Task objective »
Please copy each line in the records below that contains the string "rock".

Referring expression pointing data:
►

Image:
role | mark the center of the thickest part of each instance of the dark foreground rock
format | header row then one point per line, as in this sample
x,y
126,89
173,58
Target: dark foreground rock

◄

Exercise output »
role | mark the center of the thickest part of each instance of the dark foreground rock
Target: dark foreground rock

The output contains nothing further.